Repeat the lines of the listing below exactly, starting at the line that contains "query: the noun phrase to segment: wicker" and running through the last line, both included, and only those.

_Records for this task:_
* begin *

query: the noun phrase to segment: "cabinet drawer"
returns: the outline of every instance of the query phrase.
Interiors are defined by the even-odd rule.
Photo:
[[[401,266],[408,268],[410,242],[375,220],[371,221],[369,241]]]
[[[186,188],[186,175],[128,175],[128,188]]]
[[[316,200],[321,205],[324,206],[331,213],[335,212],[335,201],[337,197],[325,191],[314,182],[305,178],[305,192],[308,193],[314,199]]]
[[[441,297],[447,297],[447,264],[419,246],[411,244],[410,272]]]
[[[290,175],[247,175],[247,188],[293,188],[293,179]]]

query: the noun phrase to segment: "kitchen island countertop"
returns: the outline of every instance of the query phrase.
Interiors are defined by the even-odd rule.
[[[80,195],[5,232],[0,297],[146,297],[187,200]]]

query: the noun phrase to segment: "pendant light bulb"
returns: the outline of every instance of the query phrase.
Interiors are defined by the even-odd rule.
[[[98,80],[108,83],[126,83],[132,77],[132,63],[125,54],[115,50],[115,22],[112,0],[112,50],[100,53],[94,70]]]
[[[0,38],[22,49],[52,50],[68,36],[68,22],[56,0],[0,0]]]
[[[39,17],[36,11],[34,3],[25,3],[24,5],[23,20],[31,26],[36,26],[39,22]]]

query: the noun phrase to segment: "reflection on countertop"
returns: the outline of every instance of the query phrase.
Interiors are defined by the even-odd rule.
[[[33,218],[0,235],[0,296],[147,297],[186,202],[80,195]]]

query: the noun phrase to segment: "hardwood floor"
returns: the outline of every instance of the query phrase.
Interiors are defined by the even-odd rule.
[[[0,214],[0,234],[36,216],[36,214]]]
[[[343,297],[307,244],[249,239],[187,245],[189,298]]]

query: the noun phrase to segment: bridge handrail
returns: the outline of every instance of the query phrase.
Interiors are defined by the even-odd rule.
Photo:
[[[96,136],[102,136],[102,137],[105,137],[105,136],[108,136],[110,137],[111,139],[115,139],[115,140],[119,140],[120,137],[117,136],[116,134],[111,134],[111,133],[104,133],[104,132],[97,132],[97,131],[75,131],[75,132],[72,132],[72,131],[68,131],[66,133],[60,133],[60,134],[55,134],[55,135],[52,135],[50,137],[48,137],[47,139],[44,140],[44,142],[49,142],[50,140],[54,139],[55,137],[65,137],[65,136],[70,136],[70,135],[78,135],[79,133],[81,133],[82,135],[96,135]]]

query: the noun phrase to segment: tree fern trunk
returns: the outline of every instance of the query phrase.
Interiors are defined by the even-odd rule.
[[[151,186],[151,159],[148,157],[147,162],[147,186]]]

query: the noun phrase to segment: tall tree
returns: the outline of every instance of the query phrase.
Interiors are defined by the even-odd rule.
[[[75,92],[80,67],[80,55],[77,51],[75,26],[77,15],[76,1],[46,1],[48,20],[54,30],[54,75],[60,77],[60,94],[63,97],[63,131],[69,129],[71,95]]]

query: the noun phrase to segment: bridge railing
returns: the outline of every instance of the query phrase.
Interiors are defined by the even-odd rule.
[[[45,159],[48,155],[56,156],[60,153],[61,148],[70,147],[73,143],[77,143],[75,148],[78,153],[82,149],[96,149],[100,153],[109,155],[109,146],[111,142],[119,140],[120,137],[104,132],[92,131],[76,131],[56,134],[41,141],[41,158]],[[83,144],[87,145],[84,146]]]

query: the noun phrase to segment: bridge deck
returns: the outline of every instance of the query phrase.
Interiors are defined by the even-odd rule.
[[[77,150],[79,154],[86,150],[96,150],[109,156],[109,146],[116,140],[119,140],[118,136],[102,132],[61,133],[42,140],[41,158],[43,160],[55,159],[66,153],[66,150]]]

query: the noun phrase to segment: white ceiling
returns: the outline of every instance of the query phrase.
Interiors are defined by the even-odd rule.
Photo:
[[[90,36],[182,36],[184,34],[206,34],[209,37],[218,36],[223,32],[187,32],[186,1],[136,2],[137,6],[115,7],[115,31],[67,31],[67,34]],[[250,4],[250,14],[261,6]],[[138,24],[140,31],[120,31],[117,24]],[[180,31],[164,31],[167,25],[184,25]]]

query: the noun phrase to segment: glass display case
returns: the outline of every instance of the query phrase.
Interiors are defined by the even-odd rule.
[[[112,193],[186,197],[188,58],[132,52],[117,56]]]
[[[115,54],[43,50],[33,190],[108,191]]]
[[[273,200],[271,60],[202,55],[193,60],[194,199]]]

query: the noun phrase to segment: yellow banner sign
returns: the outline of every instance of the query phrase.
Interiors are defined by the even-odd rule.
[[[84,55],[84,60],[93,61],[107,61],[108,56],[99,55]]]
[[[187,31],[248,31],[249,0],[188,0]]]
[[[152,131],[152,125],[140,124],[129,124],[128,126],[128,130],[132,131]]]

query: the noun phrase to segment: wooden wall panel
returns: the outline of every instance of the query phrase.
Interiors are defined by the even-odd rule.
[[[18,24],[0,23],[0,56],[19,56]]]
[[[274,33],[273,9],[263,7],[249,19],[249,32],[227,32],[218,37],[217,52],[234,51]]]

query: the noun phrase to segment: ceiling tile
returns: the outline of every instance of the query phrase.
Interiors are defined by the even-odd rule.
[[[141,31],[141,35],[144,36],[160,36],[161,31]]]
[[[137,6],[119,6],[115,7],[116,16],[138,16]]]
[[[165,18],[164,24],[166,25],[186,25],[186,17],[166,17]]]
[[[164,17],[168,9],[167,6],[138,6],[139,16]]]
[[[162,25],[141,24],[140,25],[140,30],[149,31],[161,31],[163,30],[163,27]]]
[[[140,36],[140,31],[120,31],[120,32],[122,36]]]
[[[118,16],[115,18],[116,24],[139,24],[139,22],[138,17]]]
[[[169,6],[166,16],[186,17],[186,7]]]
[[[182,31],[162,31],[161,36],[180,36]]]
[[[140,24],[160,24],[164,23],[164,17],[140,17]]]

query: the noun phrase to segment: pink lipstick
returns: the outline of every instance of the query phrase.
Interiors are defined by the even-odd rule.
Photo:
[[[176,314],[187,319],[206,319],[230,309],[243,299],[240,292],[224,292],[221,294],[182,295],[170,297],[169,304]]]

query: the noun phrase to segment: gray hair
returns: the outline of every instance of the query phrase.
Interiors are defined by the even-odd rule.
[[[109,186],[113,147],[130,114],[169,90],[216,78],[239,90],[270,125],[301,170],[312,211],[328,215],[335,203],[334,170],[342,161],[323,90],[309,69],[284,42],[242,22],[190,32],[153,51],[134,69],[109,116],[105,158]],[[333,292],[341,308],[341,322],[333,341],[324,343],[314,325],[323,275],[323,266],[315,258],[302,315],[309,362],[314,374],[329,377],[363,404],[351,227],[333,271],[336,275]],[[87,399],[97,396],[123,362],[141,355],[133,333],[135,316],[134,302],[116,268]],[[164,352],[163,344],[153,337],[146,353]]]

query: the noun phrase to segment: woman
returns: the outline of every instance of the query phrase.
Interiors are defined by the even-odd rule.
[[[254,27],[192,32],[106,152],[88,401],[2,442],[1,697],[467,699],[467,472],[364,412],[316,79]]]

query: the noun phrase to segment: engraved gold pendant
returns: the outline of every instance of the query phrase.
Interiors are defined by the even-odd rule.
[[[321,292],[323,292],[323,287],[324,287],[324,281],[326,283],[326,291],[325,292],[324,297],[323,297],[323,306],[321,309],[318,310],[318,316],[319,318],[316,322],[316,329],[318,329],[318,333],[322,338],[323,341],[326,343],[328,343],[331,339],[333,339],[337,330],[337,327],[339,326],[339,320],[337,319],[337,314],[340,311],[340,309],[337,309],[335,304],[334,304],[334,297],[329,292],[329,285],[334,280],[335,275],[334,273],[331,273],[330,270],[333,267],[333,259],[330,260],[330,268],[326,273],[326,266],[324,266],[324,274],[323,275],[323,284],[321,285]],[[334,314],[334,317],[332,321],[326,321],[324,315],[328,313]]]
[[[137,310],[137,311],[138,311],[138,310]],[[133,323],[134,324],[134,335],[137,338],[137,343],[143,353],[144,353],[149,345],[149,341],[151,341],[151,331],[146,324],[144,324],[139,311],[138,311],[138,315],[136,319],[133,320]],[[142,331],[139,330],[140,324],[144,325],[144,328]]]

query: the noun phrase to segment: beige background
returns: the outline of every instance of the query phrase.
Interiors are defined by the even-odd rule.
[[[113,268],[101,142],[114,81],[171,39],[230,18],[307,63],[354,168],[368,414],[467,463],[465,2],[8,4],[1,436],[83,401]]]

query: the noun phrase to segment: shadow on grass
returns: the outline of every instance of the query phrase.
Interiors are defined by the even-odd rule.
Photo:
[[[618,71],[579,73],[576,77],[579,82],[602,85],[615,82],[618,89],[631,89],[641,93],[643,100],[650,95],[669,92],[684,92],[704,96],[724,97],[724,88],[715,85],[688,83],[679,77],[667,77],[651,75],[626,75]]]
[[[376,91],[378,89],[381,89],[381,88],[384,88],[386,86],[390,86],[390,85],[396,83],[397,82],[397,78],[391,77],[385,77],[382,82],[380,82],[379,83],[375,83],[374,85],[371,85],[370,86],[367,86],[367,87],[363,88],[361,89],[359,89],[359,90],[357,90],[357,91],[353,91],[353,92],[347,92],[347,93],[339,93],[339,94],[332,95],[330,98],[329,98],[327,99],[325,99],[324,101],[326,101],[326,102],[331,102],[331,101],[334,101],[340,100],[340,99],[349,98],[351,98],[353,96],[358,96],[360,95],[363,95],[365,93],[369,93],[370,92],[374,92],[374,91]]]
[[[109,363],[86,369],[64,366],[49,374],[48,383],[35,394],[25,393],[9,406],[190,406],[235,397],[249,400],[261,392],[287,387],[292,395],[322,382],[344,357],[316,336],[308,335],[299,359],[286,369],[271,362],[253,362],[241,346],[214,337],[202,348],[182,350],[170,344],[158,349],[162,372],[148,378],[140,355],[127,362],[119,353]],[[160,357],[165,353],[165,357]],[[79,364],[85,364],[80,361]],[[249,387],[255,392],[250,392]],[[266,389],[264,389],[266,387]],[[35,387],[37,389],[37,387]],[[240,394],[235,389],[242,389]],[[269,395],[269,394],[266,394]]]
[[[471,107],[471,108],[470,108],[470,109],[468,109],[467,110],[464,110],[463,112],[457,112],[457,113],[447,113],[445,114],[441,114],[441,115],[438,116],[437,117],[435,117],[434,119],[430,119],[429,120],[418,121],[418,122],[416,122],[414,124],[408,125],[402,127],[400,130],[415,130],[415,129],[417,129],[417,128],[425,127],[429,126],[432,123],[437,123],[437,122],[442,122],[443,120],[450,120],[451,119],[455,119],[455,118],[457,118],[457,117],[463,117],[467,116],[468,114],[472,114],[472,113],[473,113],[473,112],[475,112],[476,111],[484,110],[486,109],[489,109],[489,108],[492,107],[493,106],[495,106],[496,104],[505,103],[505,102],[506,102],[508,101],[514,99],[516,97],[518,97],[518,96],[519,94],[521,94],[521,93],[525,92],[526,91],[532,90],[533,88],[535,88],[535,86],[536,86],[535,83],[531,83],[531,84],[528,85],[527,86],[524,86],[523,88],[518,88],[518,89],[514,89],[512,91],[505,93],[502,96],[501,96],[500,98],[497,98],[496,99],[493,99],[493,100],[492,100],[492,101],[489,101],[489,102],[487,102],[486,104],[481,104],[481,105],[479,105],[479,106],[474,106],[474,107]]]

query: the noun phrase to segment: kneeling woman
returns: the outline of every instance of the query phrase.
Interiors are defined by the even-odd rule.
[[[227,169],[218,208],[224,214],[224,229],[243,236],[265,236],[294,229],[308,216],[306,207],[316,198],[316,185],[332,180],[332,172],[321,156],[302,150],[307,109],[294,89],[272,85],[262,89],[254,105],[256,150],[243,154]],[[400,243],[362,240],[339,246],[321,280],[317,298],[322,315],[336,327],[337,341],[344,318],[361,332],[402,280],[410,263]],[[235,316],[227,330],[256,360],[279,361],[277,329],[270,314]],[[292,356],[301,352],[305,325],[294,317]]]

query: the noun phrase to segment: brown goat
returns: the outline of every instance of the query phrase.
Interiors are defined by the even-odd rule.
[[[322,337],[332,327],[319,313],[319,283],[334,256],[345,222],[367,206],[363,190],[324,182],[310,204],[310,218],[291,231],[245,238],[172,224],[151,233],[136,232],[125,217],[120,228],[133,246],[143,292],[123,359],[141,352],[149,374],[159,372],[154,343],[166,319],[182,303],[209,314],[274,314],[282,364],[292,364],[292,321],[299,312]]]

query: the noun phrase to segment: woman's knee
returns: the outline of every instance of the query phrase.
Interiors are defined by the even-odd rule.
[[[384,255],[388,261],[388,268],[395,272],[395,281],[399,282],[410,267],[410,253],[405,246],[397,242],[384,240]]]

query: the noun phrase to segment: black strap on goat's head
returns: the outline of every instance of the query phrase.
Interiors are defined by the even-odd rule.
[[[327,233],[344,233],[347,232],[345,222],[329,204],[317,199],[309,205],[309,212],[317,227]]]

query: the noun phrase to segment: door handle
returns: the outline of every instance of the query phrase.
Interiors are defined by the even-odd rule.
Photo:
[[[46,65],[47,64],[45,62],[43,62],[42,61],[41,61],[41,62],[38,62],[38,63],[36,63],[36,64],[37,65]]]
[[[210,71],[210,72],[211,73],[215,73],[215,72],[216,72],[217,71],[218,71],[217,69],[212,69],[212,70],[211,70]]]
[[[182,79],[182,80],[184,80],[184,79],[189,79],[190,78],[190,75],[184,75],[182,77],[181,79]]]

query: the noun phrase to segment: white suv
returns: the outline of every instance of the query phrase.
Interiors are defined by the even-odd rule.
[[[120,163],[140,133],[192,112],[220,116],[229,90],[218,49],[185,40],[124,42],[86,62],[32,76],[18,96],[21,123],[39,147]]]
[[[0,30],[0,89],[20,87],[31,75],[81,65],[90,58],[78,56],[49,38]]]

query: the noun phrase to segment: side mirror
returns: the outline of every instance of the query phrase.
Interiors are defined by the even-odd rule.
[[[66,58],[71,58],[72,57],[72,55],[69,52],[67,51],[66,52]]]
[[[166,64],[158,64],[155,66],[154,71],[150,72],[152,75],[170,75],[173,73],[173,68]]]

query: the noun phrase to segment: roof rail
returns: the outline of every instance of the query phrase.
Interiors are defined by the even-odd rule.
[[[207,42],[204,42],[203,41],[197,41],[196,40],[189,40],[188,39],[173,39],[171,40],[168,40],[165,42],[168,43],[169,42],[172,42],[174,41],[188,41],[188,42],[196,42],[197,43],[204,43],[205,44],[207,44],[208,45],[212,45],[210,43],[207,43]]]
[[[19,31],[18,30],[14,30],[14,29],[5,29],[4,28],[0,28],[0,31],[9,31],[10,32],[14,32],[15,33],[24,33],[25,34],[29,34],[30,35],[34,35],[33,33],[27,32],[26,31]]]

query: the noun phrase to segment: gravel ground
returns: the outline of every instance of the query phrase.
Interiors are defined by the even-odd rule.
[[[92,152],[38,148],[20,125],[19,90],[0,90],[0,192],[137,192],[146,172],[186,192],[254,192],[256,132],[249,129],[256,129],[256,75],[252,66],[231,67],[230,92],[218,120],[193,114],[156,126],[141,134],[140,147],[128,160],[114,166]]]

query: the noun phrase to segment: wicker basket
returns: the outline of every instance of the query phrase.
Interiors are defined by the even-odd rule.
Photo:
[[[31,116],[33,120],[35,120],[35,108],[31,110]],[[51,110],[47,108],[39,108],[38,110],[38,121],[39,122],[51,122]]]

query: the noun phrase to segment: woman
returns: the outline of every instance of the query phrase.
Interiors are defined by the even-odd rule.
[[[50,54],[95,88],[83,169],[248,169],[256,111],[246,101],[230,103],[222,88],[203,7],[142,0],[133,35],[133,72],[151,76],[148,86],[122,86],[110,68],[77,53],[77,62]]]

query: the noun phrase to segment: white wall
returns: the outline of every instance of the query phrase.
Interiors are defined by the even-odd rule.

* end *

_Right answer:_
query: the noun phrase to segment: wicker basket
returns: the outline of every instance of the query phrase.
Interiors are defined by the even-odd rule.
Photo:
[[[31,116],[33,120],[35,120],[35,108],[31,110]],[[51,110],[47,108],[39,108],[38,110],[38,121],[39,122],[51,122]]]

query: the noun phrase to segment: woman
returns: the outline of every instance of the query phrase.
Interiors are defined by the even-odd rule.
[[[50,54],[95,88],[83,169],[248,169],[256,111],[246,101],[230,103],[222,88],[203,7],[142,0],[133,35],[133,72],[151,76],[148,86],[122,86],[110,68],[77,53],[77,62]]]

query: the noun phrase to segment: white wall
returns: the outline of every instance of the query phrase.
Interiors are defined by the even-odd rule.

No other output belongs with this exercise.